_INSTRUCTIONS TO FOLLOW_
Render the entries below as a two-column CSV with the header columns "prompt" and "response," giving one row per entry. Put each entry's text and its answer in their own quoted field, and replace any line breaks with spaces.

(Excerpts from a point labeling dataset)
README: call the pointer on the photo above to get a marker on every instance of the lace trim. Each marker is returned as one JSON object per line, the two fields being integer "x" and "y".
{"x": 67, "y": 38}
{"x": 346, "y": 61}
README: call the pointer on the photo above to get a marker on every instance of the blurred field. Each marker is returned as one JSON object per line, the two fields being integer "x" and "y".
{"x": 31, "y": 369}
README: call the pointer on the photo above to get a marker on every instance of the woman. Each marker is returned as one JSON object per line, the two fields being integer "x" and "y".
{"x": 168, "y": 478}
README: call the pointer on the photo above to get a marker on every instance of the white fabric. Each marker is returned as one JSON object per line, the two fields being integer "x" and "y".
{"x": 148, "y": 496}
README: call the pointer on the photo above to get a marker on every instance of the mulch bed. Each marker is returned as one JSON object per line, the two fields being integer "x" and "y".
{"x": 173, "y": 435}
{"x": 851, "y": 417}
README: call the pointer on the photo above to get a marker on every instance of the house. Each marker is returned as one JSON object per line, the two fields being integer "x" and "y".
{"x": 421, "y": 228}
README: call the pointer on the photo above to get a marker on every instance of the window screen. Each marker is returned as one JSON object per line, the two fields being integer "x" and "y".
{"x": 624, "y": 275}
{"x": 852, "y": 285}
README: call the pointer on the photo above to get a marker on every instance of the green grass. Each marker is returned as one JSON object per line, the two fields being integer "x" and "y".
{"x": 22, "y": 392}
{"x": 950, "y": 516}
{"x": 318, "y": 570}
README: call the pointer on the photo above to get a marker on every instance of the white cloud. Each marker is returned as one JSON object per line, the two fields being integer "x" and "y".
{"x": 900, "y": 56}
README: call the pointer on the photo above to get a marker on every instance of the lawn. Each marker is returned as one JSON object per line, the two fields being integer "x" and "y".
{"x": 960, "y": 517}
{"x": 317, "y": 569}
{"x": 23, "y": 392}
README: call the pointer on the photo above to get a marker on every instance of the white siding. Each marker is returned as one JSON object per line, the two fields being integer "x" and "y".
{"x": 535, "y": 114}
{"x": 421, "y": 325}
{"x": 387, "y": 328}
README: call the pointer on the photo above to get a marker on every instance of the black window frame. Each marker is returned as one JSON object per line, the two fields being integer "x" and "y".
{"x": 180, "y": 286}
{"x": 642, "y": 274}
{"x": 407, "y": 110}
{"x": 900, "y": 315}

_RESPONSE BELOW_
prompt,response
"README: call the pointer on the photo above to get a marker on every instance of the lace trim. Each marker is returned as one JSON object per line, the two fields being integer ""x"" and ""y"".","{""x"": 67, ""y"": 38} {""x"": 346, ""y"": 61}"
"README: call the pointer on the photo above to get a marker on every instance of the blurred field. Each marker is returned as one JSON object per line, the two fields being integer ""x"" and ""y"".","{""x"": 31, ""y"": 369}"
"README: call the pointer on the photo above to get a marker on every instance of the woman. Each marker is returned as one JSON object per line, the two fields being integer ""x"" and ""y"".","{""x"": 168, ""y"": 478}"
"README: call the pointer on the photo above to get a marker on every instance of the white fabric. Each marker is returned as one JSON object per line, the two fields being integer ""x"" and ""y"".","{""x"": 148, ""y"": 496}"
"README: call the pointer on the photo above to get a marker on every instance of the mulch bed. Each marker is returned as one JSON object per line, the two fields being integer ""x"" and ""y"".","{""x"": 173, ""y"": 435} {""x"": 851, ""y"": 417}"
"README: call the pointer on the photo above to get a marker on every instance of the house. Each marker is returned as one JSON object per line, the two fields being integer ""x"" and ""y"".","{""x"": 421, ""y"": 228}"
"README: call the pointer on the photo above to get a marker on every instance of the window screen. Each marker is returned as one JSON object per line, the two fields being integer ""x"" and ""y"".","{""x"": 624, ""y"": 275} {""x"": 852, ""y"": 285}"
"README: call the pointer on the photo above to get a marker on every instance of the green grass. Each marker is returned as one JSON object per line, the two fields being integer ""x"" and ""y"".","{""x"": 22, ""y"": 392} {""x"": 950, ""y"": 516} {""x"": 318, ""y"": 570}"
"README: call the pointer on the photo above to get a marker on every instance of the white cloud. Each marker is returned as one JSON object per line, the two fields being integer ""x"" and ""y"".","{""x"": 900, ""y"": 56}"
"README: call the pointer on the photo above to get a marker on every instance of the lawn. Each marker is returned as one JSON object per line, the two fields being integer ""x"" and ""y"".","{""x"": 960, ""y"": 517} {""x"": 317, ""y"": 569} {""x"": 23, ""y"": 392}"
"README: call the pointer on the photo above to get a marker on every instance of the white siding. Each marker is returned as one JSON object per line, the two fields being integer ""x"" and ""y"".","{""x"": 535, ""y"": 114} {""x"": 421, ""y"": 325} {""x"": 387, ""y"": 328}"
"README: call the pointer on the photo above to get a marker on every instance of the black window frame. Each marker is returned as one JSON object per line, the two fields being integer ""x"" and ""y"".","{""x"": 180, ""y"": 286} {""x"": 642, ""y"": 274} {""x"": 407, ""y"": 110} {""x"": 900, ""y"": 315}"